Point annotation dataset listing:
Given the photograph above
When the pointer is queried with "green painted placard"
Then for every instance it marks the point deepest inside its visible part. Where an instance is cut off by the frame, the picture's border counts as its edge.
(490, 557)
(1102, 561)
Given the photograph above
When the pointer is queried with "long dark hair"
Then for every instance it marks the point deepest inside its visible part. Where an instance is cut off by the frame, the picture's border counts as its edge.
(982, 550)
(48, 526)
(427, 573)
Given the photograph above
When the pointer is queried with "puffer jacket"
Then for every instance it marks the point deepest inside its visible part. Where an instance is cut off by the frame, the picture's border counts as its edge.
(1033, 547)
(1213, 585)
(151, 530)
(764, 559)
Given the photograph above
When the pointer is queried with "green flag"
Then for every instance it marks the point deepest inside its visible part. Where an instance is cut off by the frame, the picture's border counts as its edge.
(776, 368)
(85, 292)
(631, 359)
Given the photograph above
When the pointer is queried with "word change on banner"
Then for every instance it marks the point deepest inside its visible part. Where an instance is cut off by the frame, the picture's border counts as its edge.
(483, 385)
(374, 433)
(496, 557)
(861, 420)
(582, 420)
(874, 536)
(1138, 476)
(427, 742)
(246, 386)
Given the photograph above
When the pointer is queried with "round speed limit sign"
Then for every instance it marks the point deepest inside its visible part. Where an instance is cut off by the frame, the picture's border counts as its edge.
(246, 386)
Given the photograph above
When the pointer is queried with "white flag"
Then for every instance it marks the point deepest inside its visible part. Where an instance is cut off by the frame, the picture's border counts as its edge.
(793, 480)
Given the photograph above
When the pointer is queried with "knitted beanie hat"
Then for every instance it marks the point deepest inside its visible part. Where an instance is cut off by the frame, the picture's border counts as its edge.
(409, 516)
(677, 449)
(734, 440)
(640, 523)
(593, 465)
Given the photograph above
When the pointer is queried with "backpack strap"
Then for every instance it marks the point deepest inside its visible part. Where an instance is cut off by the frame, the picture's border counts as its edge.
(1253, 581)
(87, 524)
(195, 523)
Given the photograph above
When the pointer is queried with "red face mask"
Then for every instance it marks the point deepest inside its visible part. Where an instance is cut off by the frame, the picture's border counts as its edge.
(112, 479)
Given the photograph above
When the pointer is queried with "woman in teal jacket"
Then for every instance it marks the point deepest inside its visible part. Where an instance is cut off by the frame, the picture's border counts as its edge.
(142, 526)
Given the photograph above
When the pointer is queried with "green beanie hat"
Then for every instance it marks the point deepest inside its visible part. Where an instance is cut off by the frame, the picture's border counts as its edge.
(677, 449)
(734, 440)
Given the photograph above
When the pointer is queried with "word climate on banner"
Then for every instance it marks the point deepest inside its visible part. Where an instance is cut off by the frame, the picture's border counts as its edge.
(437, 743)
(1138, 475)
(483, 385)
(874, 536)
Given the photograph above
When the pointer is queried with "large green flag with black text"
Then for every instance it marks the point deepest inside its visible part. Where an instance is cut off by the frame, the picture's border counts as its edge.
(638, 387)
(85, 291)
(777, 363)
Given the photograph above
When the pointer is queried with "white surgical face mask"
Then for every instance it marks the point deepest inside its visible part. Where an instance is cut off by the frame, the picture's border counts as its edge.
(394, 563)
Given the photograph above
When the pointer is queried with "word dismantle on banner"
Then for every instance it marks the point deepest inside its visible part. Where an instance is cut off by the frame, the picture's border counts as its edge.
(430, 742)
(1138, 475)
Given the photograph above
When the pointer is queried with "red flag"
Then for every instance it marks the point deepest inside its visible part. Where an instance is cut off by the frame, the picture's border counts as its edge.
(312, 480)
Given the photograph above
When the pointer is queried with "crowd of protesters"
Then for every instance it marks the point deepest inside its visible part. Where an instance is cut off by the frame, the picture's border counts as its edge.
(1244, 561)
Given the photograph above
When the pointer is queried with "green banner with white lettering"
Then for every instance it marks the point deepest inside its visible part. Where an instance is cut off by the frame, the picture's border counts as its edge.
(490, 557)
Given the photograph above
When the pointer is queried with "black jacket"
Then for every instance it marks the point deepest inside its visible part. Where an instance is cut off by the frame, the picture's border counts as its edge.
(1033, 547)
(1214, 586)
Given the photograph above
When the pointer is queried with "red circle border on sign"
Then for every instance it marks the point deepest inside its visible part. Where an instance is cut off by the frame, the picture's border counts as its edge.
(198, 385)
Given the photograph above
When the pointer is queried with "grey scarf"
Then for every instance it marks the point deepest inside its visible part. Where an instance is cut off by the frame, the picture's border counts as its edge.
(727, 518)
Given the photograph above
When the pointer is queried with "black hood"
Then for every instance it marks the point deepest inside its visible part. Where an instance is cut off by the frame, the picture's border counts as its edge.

> **Problem**
Give each line of the listing above as a string in a JSON list, one string per line and no strings for blank lines.

> **Worked answer**
[
  "Given the photograph above",
  "When the pointer is queried with \"green painted placard\"",
  "Then for every instance it marks the point deepest inside its visible part. Where an instance is cut off by the frame, the picture's border counts as its edge.",
  "(490, 557)",
  "(1102, 561)",
  "Given the photograph above",
  "When the pointer is queried with \"long dark hair\"",
  "Then for every instance it marks the point deepest inside its visible part. Where an instance is cut off by the frame, the picture's border counts as its edge.",
  "(982, 550)",
  "(48, 526)",
  "(427, 573)",
  "Given the photograph above",
  "When the pointer is queried with \"puffer jacket\"",
  "Then for every instance it marks the point deepest inside its visible part. Where an instance is cut off by the frame, the picture's border counts as its edge.",
  "(1033, 547)",
  "(1213, 585)",
  "(151, 530)",
  "(764, 559)",
  "Given the photograph above",
  "When the pointer is queried with \"green flag\"",
  "Then for every instance it marks the point deepest inside its visible part. Where an instance is cut off by the frame, the picture's border counts as its edge.",
  "(776, 368)",
  "(85, 292)",
  "(631, 359)",
  "Given the photograph above",
  "When the pointer is queried with \"word change on banner\"",
  "Then for every instance it marks the point deepest inside its visible part. Where an instance is cut off by the frame, the picture's border counts as its edge.",
  "(483, 385)",
  "(374, 433)",
  "(496, 557)",
  "(861, 420)",
  "(582, 420)",
  "(874, 536)",
  "(1138, 476)",
  "(427, 742)",
  "(246, 386)",
  "Given the photograph above",
  "When the pointer is queried with \"round speed limit sign\"",
  "Then for every instance it marks the point deepest inside its visible part. Where an instance is cut off by the frame, the picture's border counts as its edge.",
  "(246, 386)",
  "Given the photograph above",
  "When the pointer is queried with \"white flag\"",
  "Then for every instance it marks the point deepest inside its visible part. Where an instance is cut off by the frame, the picture's border counts as its edge.",
  "(793, 480)",
  "Given the photograph above",
  "When the pointer is queried with \"knitted beanie hat\"",
  "Then for every instance it marks the point deepest inside its visible part. Where an instance is cut off by the frame, the picture's border counts as its edge.",
  "(409, 516)",
  "(677, 449)",
  "(734, 440)",
  "(640, 523)",
  "(593, 465)",
  "Given the photograph above",
  "When the pointer is queried with \"backpack strap\"",
  "Then for every instance it marks the point deepest inside its visible part. Where an instance is cut off by the frame, the picture's border counts as its edge.",
  "(1253, 581)",
  "(87, 524)",
  "(195, 523)",
  "Given the photograph above",
  "When the pointer is queried with \"red face mask\"",
  "Then for every instance it marks the point deepest inside its visible part. Where an instance is cut off by the frame, the picture's border counts as its edge.",
  "(112, 479)",
  "Given the photograph above",
  "When the pointer is queried with \"woman in teal jacket\"",
  "Then for every instance it marks the point deepest inside its visible part. Where an instance is cut off by the frame, the picture's border counts as its edge.",
  "(142, 526)",
  "Given the photograph above",
  "When the pointer is queried with \"green beanie hat\"",
  "Then for every instance it marks the point deepest inside its visible part. Where an instance is cut off by the frame, the picture's border counts as its edge.",
  "(677, 449)",
  "(734, 440)",
  "Given the photograph above",
  "When the pointer is queried with \"word climate on banner\"",
  "Then for every instance it marks the point deepest inside its visible part. Where an instance is cut off by the frame, the picture's border counts as its edge.",
  "(437, 743)",
  "(1138, 475)",
  "(483, 385)",
  "(874, 536)",
  "Given the photograph above",
  "When the pointer is queried with \"large green flag with black text\"",
  "Then for every instance it marks the point deepest inside its visible part. Where an instance is cut off by the frame, the picture's border counts as its edge.",
  "(638, 387)",
  "(85, 291)",
  "(777, 363)",
  "Given the photograph above",
  "When the pointer is queried with \"white surgical face mask\"",
  "Then for every instance it marks the point deepest inside its visible part. Where an instance is cut off by the frame, the picture's border counts as its edge.",
  "(394, 563)",
  "Given the photograph above",
  "When the pointer is queried with \"word dismantle on banner\"",
  "Then for every instance it marks the point deepest inside its visible part. Where an instance is cut off by the frame, the picture's border counts as its edge.",
  "(430, 742)",
  "(1138, 475)",
  "Given the photograph above",
  "When the pointer is queried with \"red flag\"",
  "Then for every instance it marks the point deepest inside its visible part. Where an instance is cut off by the frame, the picture's border counts as its edge.",
  "(312, 480)",
  "Given the photograph above",
  "When the pointer is queried with \"crowd of protesters\"",
  "Then for every instance it marks the point deepest inside its visible part. Where an instance is cut off by the frame, the picture's border counts as its edge.",
  "(1244, 561)",
  "Given the photograph above",
  "When the pointer is queried with \"green banner with white lettering\"",
  "Then for every instance it marks the point deepest inside its visible part. Where an instance is cut off by the frame, the picture's border counts as its edge.",
  "(490, 557)",
  "Given the photograph above",
  "When the pointer is queried with \"black jacket\"",
  "Then for every instance it marks the point deepest inside its visible part. Where an instance is cut off by the frame, the picture's border counts as its edge.",
  "(1033, 547)",
  "(1214, 586)",
  "Given the photograph above",
  "When the pointer is queried with \"red circle border on sign\"",
  "Then for every instance it marks the point deepest inside its visible part. Where an instance is cut off by the frame, the picture's border counts as its edge.",
  "(198, 385)",
  "Given the photograph above",
  "When the pointer is queried with \"grey scarf\"",
  "Then for every instance it marks the point deepest inside its visible part. Where an instance is cut off by the frame, the picture's border counts as its edge.",
  "(727, 518)",
  "Given the photograph above",
  "When the pointer is queried with \"black hood\"",
  "Then for every instance it marks the point deepest inside its visible part. Where an instance is cut off by the frame, the picture's border counts as its edge."
]